Reading passage —
::::::::::

Unsafe homes: Editorial on domestic violence against women

Regressive social conditioning, the dearth of safe houses, and lack of financial independence are important factors that hinder the availing of institutional help

The Editorial Board Published 07.03.23, 04:20 AM
Representational image

Representational image File Photo

Domestic violence against women is a sad, but inescapable, reality in most parts of the world. It had become a punishable offence in India through the enactment of the Protection of Women from Domestic Violence Act 2005, which aimed to ensure their safety within the household by extending a range of protections. However, 18 years hence, data show that the implementation of the law has been uneven. Recently, it was brought to the attention of the Supreme Court that as many as 4.7 lakh cases pertaining to the PWDVA are pending in 801 districts across the country. One reason behind the high pendency rate is the chronic shortage of manpower. Section 8 of the law mandates the appointment of protection officers who would act as intermediaries between the victim and the law enforcement agency and the judiciary. However, the aforementioned data reveal that POs in each of these districts are burdened with nearly 600 cases, making it impossible for them to effectively discharge their duties, such as helping survivors wade through legal intricacies and providing immediate support. In fact, accessing services remains one of the biggest challenges in the implementation of the law. Alarmingly, several states do not even have POs. Equally worrying is the patchy implementation of Mission Shakti — the Centre’s umbrella programme for women’s safety — which requires the establishment of one-stop centres to tackle domestic abuse. A 2019 report stated that most of these centres remained shut owing to staff shortages.

::::::::::

Saved entries —
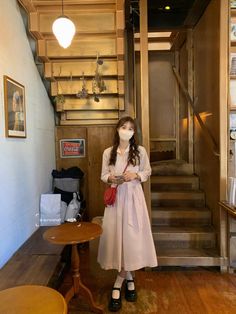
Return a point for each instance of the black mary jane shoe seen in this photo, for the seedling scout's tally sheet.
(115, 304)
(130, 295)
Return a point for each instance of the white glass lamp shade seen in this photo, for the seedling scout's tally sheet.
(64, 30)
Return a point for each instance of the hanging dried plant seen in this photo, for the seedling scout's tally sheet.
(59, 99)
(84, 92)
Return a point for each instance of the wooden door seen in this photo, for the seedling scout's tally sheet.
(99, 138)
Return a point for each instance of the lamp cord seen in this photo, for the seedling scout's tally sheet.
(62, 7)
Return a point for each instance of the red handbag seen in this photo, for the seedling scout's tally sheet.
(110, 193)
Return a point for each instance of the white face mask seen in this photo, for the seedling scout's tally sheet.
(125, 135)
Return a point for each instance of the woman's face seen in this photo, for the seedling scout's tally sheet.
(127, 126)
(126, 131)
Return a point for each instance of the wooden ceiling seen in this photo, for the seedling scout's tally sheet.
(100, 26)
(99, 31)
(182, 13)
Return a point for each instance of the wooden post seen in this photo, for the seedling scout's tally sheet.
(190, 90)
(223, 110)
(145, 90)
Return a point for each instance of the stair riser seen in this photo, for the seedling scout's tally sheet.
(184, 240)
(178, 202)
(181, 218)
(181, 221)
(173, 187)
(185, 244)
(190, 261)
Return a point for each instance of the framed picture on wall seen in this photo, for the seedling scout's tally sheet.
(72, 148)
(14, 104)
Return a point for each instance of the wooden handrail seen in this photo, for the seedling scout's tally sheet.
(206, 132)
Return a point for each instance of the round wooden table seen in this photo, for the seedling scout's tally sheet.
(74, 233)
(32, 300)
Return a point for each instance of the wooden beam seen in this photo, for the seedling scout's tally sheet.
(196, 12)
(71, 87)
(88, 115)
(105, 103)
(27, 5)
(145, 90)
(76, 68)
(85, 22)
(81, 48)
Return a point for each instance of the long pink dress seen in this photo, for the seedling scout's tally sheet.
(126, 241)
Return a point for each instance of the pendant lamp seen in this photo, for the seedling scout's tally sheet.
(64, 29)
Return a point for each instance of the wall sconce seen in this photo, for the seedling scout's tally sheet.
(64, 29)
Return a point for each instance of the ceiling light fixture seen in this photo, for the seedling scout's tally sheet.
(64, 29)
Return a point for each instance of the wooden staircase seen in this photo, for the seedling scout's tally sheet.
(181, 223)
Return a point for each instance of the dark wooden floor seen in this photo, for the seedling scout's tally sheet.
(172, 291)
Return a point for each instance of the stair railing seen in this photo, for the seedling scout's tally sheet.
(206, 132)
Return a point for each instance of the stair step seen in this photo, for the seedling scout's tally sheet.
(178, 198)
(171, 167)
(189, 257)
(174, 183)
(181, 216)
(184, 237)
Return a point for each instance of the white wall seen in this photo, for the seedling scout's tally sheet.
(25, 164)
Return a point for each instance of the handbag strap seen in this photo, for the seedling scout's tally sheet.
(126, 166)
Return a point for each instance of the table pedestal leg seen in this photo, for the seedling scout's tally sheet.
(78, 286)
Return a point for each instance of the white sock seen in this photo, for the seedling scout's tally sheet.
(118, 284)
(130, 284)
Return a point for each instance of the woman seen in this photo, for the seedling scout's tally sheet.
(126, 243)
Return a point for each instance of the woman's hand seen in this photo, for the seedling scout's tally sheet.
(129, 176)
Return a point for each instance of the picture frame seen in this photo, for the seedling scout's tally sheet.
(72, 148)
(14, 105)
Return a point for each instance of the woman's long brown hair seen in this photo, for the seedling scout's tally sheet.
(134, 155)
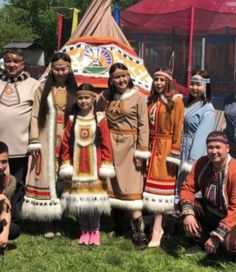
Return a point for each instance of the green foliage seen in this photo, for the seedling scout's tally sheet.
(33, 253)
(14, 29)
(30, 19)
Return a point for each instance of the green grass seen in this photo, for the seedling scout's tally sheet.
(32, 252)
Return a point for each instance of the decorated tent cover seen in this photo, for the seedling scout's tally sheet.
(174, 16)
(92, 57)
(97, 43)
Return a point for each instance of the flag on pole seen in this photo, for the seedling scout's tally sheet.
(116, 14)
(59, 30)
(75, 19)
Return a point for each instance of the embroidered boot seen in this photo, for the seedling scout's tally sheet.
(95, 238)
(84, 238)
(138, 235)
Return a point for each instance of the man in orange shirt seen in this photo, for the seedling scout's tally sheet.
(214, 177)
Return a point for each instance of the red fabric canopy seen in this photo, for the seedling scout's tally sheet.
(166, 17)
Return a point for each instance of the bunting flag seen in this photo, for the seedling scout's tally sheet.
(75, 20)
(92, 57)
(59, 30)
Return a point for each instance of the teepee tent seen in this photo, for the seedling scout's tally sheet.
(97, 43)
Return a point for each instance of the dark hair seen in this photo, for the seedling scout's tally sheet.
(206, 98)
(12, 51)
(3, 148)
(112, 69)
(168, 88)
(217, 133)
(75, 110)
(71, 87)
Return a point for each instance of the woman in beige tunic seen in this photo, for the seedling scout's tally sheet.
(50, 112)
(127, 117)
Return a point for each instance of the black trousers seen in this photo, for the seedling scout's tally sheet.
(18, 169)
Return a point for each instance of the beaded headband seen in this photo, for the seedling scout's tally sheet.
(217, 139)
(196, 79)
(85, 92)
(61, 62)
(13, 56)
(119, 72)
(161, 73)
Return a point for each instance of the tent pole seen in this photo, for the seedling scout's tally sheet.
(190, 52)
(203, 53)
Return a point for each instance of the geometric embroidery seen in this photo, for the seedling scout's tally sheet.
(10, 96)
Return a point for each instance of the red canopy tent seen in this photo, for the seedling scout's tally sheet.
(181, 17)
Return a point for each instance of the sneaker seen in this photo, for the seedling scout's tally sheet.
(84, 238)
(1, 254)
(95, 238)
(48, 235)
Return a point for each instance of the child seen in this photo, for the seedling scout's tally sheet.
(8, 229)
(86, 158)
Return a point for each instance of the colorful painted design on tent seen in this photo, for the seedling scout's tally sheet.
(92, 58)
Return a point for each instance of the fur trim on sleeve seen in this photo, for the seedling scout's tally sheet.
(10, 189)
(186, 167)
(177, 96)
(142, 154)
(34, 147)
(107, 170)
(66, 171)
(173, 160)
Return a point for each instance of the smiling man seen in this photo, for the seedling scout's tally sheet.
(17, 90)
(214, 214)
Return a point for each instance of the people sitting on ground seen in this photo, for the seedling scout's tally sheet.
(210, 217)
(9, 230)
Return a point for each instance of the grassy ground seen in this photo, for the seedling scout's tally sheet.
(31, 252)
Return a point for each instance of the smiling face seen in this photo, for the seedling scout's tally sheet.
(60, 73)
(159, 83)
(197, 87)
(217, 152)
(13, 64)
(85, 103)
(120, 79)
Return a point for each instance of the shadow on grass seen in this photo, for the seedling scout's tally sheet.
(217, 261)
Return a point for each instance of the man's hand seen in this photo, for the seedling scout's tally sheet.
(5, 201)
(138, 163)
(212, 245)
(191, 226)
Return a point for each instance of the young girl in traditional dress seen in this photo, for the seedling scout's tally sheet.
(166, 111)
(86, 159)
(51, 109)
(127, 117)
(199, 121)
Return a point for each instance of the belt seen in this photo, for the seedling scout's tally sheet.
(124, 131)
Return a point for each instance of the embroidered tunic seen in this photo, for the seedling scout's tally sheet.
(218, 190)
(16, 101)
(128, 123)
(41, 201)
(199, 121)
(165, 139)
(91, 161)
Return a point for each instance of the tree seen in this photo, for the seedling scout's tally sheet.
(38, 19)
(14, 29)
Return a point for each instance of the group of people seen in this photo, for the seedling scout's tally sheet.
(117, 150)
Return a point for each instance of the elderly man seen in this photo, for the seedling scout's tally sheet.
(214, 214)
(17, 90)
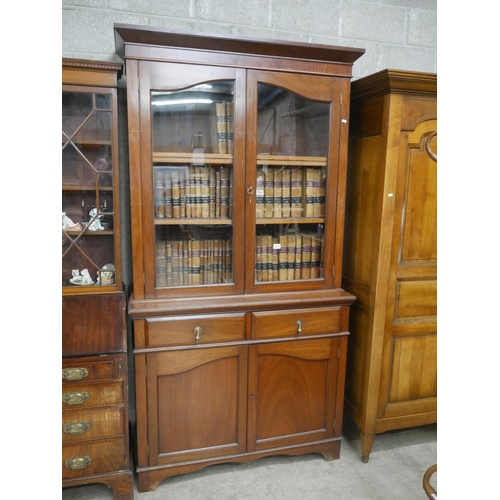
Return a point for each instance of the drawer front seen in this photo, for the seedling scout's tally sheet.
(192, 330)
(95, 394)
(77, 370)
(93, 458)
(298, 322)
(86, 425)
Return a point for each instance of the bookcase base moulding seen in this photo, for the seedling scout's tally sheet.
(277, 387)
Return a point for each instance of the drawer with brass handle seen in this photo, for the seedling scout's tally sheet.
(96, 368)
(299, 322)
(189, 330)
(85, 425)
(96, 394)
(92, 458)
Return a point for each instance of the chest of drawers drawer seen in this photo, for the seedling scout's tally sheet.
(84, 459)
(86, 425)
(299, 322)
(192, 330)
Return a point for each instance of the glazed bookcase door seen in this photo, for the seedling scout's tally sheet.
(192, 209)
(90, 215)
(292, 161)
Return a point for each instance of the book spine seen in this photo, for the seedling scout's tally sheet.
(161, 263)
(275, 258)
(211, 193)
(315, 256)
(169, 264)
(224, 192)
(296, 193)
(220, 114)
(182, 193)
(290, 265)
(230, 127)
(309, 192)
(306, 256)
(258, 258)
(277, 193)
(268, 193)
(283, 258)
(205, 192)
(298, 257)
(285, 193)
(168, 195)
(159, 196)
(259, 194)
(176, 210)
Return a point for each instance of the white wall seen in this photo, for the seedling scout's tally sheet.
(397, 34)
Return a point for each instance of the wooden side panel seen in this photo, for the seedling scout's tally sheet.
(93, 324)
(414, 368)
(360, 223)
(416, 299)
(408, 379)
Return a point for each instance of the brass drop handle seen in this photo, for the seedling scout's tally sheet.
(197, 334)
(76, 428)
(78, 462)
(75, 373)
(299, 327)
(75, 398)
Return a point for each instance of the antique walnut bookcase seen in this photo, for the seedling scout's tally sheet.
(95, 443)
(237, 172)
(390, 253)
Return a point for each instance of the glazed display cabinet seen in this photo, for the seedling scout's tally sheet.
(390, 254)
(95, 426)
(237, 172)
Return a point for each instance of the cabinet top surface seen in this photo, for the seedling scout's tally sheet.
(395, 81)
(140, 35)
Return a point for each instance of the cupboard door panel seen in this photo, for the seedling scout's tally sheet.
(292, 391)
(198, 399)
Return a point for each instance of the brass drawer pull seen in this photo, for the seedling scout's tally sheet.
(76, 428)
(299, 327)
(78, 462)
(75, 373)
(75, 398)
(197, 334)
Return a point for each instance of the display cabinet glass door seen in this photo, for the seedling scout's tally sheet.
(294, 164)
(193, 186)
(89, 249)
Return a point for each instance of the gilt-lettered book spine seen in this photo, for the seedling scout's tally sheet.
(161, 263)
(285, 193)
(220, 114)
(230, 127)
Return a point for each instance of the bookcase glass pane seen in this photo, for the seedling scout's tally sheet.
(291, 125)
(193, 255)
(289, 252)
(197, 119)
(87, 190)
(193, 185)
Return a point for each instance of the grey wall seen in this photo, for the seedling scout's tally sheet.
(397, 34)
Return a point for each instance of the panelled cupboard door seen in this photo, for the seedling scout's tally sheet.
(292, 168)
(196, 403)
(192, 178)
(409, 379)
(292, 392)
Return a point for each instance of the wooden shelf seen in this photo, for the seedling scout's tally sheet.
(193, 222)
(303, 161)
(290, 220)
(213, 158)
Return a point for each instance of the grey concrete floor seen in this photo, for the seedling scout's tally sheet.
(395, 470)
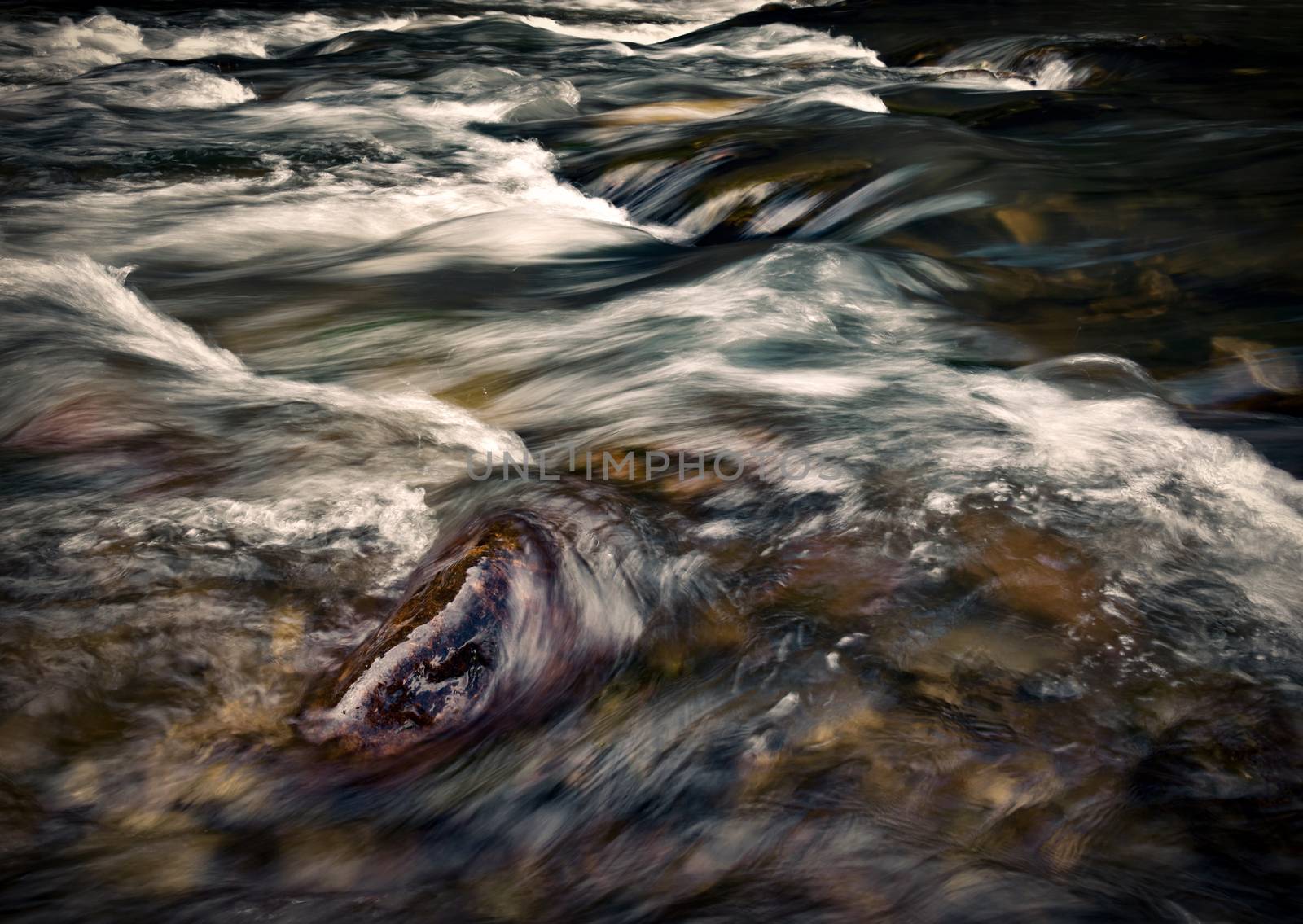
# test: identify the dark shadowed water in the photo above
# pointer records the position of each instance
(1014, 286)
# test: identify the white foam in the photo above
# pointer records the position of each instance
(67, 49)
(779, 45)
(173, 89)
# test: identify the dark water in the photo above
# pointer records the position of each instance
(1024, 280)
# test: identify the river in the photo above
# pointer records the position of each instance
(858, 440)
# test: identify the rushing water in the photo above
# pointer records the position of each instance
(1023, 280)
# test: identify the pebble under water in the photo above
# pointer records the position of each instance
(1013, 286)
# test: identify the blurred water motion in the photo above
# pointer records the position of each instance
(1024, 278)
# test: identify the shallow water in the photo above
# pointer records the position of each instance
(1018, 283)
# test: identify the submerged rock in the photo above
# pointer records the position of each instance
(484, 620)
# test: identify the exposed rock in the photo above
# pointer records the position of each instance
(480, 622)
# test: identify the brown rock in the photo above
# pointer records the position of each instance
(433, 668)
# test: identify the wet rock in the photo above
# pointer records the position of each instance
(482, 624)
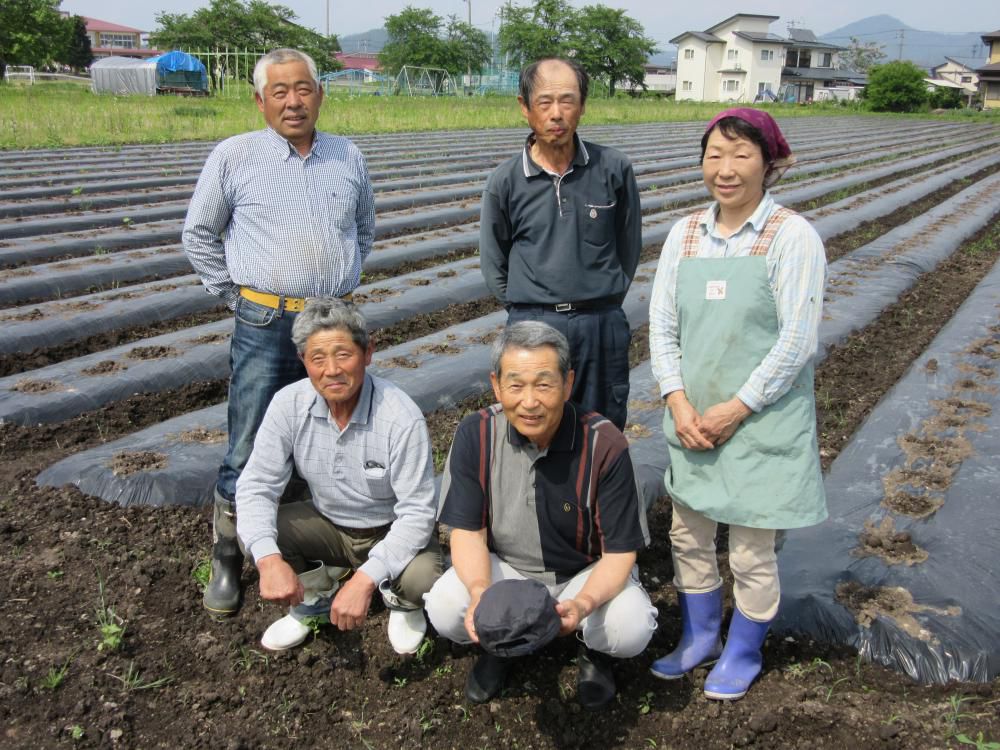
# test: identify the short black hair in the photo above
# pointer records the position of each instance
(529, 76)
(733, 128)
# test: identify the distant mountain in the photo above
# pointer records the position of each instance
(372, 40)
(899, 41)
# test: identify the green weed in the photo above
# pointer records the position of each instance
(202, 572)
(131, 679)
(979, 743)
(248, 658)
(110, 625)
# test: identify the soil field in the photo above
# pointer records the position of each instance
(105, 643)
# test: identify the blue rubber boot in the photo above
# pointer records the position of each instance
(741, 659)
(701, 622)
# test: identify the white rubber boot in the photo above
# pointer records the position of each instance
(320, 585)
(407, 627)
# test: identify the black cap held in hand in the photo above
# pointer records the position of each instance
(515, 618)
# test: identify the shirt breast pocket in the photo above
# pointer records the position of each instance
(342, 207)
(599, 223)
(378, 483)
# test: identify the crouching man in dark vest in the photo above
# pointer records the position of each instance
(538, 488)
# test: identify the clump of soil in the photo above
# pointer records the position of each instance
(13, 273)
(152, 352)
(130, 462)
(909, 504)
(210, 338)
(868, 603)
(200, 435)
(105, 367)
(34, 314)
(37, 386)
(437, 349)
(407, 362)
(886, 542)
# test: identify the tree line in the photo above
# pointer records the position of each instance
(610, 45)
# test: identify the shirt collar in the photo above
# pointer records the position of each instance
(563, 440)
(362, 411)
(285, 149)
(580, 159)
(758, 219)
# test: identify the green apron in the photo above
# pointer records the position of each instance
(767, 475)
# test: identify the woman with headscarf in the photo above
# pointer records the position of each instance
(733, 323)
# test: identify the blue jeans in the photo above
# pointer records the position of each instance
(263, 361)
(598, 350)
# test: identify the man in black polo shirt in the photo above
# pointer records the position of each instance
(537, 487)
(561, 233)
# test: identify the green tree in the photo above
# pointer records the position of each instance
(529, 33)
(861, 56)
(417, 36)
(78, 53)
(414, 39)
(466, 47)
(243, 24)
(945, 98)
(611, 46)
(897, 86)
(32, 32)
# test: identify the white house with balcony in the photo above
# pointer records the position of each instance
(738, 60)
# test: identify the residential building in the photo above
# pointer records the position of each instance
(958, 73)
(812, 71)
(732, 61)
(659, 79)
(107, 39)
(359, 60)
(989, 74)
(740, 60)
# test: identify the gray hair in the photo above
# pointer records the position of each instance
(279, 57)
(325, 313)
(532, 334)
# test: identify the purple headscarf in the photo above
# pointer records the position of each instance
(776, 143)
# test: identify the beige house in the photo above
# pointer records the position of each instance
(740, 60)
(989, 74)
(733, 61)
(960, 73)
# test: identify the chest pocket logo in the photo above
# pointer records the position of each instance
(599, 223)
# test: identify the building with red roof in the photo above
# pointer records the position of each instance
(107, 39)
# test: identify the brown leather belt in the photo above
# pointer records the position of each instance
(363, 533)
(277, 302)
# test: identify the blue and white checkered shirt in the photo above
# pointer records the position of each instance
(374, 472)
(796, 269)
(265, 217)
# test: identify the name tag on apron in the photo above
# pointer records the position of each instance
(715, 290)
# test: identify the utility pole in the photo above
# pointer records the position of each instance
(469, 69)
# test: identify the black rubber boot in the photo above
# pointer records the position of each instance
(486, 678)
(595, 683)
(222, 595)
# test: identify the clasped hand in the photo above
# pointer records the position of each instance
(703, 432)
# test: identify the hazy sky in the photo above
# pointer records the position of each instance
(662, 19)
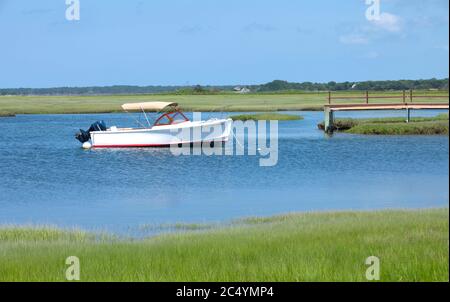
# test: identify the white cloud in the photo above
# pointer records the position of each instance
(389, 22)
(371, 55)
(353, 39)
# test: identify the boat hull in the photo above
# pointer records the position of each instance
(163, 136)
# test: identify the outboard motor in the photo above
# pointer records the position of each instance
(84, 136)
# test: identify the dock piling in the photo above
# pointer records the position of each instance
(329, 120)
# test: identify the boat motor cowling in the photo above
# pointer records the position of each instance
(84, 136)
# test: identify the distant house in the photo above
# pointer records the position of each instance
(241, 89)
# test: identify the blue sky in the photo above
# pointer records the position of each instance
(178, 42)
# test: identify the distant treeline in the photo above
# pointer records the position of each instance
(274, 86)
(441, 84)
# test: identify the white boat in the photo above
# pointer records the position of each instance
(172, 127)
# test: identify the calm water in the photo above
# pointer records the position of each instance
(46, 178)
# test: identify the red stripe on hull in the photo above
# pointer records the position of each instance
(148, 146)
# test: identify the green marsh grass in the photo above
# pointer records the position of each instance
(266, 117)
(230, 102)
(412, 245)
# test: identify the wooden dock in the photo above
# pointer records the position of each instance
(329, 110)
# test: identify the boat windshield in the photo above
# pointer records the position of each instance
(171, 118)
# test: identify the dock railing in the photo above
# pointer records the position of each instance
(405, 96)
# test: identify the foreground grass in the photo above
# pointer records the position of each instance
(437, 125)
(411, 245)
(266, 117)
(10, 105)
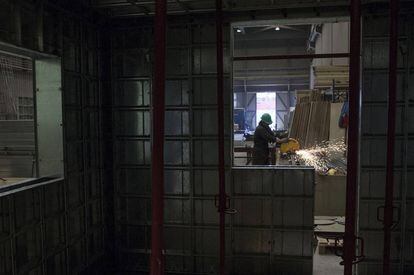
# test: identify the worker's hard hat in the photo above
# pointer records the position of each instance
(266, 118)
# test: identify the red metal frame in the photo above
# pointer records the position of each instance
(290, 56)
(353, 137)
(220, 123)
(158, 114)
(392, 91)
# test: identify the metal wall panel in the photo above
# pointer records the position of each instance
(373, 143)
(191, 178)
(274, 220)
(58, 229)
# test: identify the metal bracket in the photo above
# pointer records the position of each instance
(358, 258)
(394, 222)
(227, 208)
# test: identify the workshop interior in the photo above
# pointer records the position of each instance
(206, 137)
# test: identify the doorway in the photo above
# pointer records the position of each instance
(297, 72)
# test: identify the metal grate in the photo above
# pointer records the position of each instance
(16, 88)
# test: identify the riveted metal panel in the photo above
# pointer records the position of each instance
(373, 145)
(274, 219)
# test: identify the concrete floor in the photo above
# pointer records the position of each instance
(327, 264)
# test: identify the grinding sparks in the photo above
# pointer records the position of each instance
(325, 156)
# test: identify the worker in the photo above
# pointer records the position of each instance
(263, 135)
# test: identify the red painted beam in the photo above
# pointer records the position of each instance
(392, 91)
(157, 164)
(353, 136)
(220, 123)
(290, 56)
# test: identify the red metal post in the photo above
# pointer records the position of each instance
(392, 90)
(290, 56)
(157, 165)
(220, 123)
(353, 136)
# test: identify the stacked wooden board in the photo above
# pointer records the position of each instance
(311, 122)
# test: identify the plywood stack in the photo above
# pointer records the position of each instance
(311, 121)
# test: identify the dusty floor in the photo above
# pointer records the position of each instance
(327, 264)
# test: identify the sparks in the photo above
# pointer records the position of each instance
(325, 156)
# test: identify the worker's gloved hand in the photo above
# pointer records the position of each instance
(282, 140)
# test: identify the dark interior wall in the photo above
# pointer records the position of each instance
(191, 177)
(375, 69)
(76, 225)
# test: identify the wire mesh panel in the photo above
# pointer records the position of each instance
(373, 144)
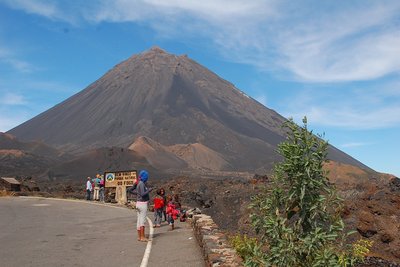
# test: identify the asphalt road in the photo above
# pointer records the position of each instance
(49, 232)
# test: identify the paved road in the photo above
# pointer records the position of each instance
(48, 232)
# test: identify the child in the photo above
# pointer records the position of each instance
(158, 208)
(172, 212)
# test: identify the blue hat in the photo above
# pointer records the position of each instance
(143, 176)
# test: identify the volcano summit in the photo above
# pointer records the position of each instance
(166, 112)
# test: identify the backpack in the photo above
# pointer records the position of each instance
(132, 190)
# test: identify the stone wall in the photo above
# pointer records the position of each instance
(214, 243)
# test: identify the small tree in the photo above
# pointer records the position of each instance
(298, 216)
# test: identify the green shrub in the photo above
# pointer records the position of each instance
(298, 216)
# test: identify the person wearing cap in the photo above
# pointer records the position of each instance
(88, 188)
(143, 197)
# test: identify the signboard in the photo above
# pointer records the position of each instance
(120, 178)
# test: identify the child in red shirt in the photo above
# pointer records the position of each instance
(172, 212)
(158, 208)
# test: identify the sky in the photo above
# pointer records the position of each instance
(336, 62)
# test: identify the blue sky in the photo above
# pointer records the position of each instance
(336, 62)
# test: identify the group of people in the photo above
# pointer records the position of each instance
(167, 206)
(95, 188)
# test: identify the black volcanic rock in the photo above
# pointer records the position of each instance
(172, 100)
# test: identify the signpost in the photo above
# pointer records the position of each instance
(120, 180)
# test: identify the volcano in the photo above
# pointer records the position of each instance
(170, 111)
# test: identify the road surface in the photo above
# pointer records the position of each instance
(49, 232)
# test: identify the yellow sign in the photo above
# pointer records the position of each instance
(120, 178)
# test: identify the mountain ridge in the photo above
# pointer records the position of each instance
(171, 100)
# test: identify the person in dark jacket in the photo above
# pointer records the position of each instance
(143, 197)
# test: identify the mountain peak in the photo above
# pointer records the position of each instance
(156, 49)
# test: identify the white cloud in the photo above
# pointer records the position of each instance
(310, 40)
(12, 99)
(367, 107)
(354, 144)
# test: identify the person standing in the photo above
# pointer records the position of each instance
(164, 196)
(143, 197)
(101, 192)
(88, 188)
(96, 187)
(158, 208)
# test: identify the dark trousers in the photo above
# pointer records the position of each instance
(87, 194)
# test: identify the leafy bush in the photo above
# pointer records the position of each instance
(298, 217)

::::::::::

Task 1 —
The editorial on domestic violence names factors that keep women from getting institutional help. List every one of them.
Task 2 —
Answer these from the editorial on domestic violence:
(a) How many cases under the PWDVA are pending, and in how many districts?
(b) Which section of the law mandates the appointment of protection officers?
(c) According to a 2019 report, what was the state of most one-stop centres?

Answer box 1 —
- Regressive social conditioning
- The dearth of safe houses
- Lack of financial independence

Answer box 2 —
(a) As many as 4.7 lakh cases are pending in 801 districts.
(b) Section 8.
(c) Most remained shut owing to staff shortages.